● **EXERCISE DATA**:
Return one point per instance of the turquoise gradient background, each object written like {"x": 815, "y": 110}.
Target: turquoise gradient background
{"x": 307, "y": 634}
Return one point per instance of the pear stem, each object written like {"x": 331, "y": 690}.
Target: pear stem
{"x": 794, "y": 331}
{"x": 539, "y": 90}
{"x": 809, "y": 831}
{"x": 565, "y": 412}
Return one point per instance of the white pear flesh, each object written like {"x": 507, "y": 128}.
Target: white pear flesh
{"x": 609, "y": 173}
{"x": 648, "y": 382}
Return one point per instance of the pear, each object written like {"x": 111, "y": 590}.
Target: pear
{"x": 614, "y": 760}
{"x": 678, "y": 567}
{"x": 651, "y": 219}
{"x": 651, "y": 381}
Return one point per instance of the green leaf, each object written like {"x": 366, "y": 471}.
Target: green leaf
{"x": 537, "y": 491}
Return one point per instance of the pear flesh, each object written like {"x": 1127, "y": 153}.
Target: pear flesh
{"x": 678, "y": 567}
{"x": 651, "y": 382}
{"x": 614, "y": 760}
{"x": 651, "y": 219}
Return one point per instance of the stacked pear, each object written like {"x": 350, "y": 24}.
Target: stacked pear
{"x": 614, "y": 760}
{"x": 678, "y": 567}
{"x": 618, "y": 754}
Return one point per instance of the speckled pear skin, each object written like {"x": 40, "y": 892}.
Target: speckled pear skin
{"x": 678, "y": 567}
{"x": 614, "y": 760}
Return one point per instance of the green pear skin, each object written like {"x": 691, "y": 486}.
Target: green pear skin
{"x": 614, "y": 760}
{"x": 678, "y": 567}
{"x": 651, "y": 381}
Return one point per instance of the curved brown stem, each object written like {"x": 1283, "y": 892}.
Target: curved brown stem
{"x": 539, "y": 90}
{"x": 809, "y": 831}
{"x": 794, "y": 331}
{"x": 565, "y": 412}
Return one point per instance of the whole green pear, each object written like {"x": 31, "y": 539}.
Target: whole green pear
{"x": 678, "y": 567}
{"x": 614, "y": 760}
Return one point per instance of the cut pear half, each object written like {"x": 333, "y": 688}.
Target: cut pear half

● **SET TASK**:
Reproduce the entire listing word for word.

● **WRITTEN ANSWER**:
Return one point per instance of the turquoise gradient background, each object written like {"x": 815, "y": 110}.
Target: turquoise gradient background
{"x": 307, "y": 634}
Return one point per instance of the pear stem, each object written like {"x": 331, "y": 690}.
Target: pear stem
{"x": 794, "y": 331}
{"x": 539, "y": 90}
{"x": 809, "y": 831}
{"x": 565, "y": 412}
Return one point per instance of the white pear flesh, each object written like {"x": 507, "y": 128}.
Target: white pear flesh
{"x": 609, "y": 173}
{"x": 648, "y": 382}
Return one point per instance of the pear, each object written like {"x": 111, "y": 590}.
Target: pear
{"x": 614, "y": 760}
{"x": 678, "y": 567}
{"x": 651, "y": 219}
{"x": 651, "y": 381}
Return one point per instance of the green leaf, each object written like {"x": 366, "y": 471}.
Target: green leaf
{"x": 537, "y": 491}
Return one point per instance of the pear flesh, each object written like {"x": 1127, "y": 153}.
Target: pear flesh
{"x": 678, "y": 567}
{"x": 651, "y": 382}
{"x": 614, "y": 760}
{"x": 651, "y": 219}
Return one point per instance of the stacked pear, each object written like {"x": 350, "y": 24}.
Target: stacked pear
{"x": 614, "y": 760}
{"x": 678, "y": 567}
{"x": 618, "y": 754}
Return one point per instance of the speckled pear skin, each object written like {"x": 40, "y": 892}.
Target: speckled pear skin
{"x": 678, "y": 567}
{"x": 614, "y": 760}
Return one point per instance of the green pear skin, each object written like {"x": 691, "y": 486}.
Target: green pear skin
{"x": 614, "y": 760}
{"x": 678, "y": 567}
{"x": 651, "y": 381}
Return one point per instance of the curved brown stem, each object written like {"x": 1283, "y": 892}.
Target: curved brown stem
{"x": 539, "y": 90}
{"x": 809, "y": 831}
{"x": 794, "y": 331}
{"x": 565, "y": 412}
Return one point per instance of the whole green pear, each object written like {"x": 31, "y": 539}.
Target: whole green pear
{"x": 678, "y": 567}
{"x": 614, "y": 760}
Return one point per instance of the cut pear half, each object written like {"x": 333, "y": 688}.
Target: cut pear half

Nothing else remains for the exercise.